Listed records
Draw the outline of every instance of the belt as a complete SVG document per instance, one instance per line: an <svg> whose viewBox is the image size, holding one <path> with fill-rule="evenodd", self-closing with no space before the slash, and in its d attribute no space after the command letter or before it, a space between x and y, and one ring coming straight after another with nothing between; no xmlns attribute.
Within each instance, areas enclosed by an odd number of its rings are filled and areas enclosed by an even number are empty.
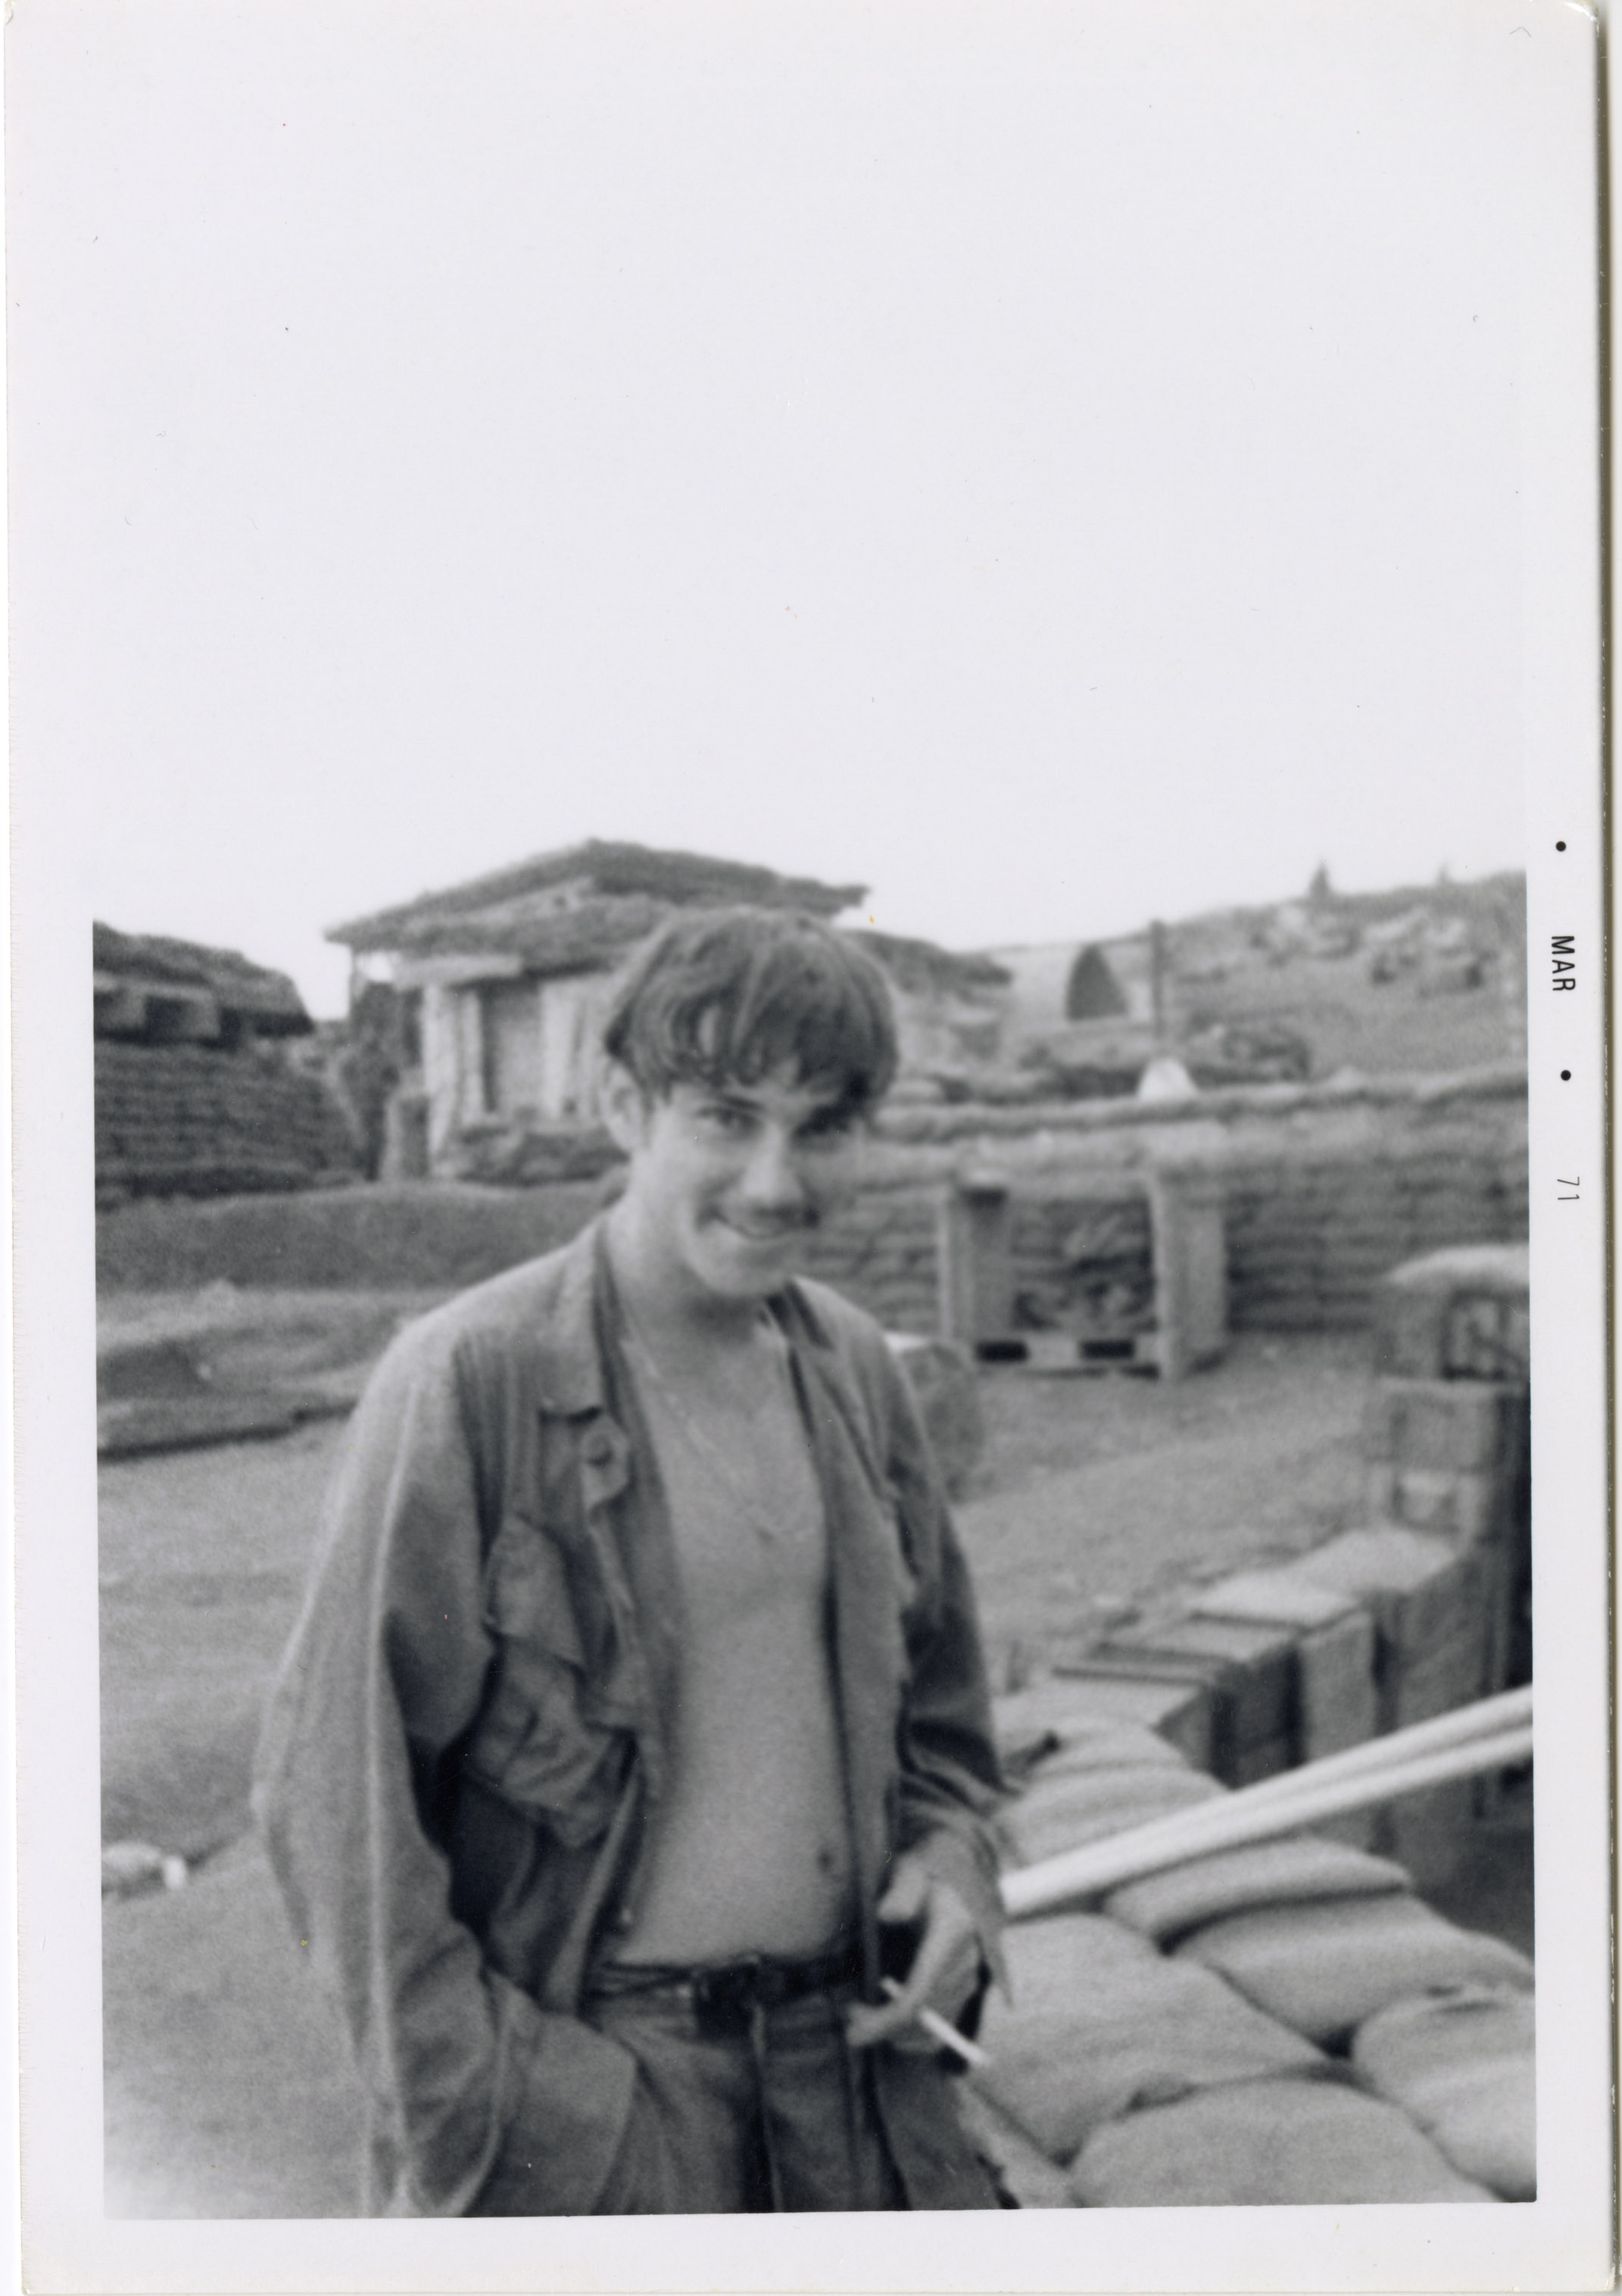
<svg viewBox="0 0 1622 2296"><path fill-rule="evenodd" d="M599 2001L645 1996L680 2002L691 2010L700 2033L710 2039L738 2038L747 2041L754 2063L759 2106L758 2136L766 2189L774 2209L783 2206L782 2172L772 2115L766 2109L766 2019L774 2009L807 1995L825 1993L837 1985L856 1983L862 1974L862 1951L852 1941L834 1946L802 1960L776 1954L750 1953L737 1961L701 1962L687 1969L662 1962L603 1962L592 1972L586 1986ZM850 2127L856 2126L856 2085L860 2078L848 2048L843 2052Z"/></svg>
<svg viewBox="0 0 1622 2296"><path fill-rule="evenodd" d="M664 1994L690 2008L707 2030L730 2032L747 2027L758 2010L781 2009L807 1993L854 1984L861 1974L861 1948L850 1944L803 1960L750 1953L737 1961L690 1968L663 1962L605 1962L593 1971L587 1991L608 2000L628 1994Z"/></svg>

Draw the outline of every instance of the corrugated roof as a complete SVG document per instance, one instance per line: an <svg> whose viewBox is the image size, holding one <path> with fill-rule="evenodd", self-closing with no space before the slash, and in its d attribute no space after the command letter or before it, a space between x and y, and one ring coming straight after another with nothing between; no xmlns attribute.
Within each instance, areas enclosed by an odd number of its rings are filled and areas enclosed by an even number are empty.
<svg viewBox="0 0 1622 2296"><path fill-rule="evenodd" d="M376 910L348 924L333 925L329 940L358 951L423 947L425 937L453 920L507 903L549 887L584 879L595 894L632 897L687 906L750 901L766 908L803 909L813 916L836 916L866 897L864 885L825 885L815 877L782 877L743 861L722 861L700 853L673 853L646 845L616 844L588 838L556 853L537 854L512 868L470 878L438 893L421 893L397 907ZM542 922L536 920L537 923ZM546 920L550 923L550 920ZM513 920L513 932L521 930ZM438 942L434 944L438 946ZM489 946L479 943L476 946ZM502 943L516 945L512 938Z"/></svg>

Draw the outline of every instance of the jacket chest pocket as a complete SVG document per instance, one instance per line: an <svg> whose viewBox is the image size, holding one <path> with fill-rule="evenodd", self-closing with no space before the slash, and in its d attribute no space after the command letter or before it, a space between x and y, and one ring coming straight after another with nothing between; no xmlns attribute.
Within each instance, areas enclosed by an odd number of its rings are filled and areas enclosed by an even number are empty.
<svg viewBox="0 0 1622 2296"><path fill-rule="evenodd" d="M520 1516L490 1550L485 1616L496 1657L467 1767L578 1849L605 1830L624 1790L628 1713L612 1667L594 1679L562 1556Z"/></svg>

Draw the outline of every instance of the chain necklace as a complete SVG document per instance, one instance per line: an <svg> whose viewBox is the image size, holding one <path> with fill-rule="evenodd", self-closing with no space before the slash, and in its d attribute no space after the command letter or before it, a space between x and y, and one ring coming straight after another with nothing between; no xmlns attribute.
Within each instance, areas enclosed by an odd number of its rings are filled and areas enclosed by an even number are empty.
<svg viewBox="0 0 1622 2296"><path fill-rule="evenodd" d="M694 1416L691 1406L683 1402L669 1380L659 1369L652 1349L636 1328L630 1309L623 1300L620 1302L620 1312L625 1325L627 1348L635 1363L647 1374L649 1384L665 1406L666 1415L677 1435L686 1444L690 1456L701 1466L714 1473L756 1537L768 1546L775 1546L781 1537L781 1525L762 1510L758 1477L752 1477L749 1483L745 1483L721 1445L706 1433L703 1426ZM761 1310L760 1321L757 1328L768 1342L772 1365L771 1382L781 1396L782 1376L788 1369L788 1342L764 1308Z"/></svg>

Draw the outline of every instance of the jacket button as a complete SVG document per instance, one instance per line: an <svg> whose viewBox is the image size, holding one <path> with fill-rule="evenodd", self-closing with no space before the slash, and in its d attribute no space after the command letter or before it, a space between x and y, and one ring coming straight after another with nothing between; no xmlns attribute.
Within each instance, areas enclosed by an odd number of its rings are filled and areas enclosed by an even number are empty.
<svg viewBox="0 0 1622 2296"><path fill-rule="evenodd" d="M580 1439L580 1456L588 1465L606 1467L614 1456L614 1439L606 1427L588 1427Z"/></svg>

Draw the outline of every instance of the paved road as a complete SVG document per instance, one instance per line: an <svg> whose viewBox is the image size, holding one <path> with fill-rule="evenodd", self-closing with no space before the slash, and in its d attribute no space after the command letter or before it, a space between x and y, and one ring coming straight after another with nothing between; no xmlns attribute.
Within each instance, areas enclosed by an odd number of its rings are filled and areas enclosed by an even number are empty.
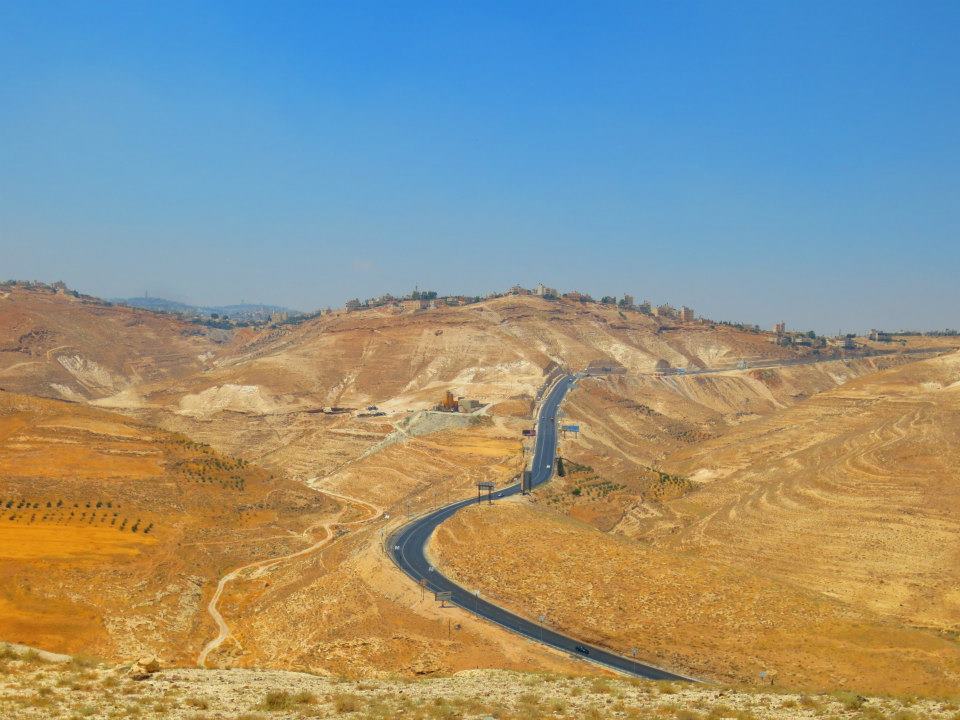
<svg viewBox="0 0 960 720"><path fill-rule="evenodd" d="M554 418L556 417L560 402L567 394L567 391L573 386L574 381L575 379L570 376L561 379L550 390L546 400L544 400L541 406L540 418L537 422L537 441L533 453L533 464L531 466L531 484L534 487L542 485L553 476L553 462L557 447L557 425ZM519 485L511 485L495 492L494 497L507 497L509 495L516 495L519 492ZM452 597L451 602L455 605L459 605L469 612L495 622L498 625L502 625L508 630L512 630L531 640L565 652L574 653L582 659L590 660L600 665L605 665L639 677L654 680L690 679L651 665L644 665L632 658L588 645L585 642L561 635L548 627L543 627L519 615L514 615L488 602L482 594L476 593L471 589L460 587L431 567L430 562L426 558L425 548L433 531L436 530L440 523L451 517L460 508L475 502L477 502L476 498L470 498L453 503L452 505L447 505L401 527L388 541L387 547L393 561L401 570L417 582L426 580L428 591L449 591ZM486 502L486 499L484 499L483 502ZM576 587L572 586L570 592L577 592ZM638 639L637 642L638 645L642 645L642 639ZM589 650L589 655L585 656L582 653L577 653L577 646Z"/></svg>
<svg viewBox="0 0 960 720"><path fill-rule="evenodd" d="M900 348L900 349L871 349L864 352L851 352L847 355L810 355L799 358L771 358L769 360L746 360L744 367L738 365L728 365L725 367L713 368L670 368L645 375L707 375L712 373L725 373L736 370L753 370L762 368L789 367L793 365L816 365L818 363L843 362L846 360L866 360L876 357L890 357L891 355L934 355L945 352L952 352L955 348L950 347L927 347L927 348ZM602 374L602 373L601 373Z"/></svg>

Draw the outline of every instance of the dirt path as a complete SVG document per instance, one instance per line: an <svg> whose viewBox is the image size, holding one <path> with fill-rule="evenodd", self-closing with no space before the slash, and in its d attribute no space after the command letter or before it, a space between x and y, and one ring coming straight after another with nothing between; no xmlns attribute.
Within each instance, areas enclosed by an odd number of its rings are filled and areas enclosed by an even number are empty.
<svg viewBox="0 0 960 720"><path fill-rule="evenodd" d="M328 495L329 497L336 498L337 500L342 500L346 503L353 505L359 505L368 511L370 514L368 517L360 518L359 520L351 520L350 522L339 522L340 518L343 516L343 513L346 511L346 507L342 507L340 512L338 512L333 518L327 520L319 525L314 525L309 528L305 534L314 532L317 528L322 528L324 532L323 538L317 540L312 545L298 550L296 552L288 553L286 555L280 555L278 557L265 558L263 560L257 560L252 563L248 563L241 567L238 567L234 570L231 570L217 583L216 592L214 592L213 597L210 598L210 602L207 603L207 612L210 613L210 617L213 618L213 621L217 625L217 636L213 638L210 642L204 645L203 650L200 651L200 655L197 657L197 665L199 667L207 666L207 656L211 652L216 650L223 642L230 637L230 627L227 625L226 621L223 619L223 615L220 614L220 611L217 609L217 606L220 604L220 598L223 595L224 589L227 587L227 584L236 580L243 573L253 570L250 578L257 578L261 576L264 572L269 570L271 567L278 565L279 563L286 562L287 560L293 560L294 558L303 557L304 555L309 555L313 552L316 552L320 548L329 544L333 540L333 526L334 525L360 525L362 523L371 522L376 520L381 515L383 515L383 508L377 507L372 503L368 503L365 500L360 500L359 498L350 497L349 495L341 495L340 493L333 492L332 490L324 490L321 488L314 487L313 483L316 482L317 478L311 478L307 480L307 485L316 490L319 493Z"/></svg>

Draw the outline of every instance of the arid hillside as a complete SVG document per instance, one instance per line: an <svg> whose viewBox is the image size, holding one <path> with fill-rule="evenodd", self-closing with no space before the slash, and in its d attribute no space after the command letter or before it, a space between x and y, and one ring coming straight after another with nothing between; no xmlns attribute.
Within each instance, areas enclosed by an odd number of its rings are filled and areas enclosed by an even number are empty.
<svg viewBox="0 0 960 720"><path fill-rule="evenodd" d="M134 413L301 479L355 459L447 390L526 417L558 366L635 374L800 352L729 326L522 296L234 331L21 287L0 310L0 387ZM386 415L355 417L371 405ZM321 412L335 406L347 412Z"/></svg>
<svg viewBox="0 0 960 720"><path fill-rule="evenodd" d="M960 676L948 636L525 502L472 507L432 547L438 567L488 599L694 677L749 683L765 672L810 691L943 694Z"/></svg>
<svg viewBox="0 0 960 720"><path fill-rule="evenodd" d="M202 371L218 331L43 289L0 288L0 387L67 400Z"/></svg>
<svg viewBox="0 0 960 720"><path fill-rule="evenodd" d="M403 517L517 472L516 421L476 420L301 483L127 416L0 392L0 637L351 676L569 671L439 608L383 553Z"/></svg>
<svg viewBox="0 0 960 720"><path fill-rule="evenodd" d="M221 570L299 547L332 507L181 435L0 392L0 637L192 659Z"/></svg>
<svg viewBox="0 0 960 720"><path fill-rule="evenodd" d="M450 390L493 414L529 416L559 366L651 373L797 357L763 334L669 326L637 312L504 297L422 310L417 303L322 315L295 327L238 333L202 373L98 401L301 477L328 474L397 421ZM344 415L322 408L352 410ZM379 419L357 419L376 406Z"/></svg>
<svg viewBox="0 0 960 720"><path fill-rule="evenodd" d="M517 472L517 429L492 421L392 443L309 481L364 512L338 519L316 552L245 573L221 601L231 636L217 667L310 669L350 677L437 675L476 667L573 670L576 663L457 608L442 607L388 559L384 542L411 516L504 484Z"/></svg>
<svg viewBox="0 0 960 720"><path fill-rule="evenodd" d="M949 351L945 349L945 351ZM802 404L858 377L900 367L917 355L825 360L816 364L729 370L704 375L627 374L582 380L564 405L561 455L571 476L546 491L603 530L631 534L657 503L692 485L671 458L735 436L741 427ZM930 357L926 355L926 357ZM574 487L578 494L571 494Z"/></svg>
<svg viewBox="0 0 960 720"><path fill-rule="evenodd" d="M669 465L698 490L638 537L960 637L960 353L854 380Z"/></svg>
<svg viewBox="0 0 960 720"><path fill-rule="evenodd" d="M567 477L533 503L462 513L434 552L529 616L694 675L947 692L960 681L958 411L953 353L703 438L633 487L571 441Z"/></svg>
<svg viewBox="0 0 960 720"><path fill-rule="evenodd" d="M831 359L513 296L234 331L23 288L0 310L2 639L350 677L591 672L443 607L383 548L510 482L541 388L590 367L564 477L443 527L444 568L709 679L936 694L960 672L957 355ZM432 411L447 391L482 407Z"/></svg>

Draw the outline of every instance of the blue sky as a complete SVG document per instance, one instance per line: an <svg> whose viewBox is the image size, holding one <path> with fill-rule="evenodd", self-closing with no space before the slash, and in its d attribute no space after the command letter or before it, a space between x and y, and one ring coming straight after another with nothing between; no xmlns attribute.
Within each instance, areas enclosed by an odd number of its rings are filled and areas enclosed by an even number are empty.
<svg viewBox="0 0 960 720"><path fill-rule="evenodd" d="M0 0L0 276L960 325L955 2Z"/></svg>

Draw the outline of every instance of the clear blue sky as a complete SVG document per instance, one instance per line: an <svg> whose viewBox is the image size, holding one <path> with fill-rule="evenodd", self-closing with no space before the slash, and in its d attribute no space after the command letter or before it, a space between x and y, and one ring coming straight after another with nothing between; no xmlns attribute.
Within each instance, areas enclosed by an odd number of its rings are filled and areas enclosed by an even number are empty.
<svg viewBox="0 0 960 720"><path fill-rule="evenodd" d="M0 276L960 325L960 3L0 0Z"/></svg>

Problem details
The expected output is every line of the records in which the string "jacket" appears.

Task solution
Draw the outline of every instance of the jacket chest pocket as a complete SVG document per instance, one instance per line: an <svg> whose viewBox is the image size, holding one <path> with fill-rule="evenodd", self-closing with no space before the slash, and in its d attribute no space after the command letter or before it, a space between x and y, and one ring coming straight after another with nothing between; no xmlns attribute.
Draw the outline of every instance of the jacket button as a complete SVG document per instance, one instance per line: an <svg> whose viewBox is the image size, holding one <path> with fill-rule="evenodd", self-closing with no space before the slash, and in its d attribute no space after the command letter or before it, a space between x and y, and one ring coming straight after another with nothing between; no xmlns attribute.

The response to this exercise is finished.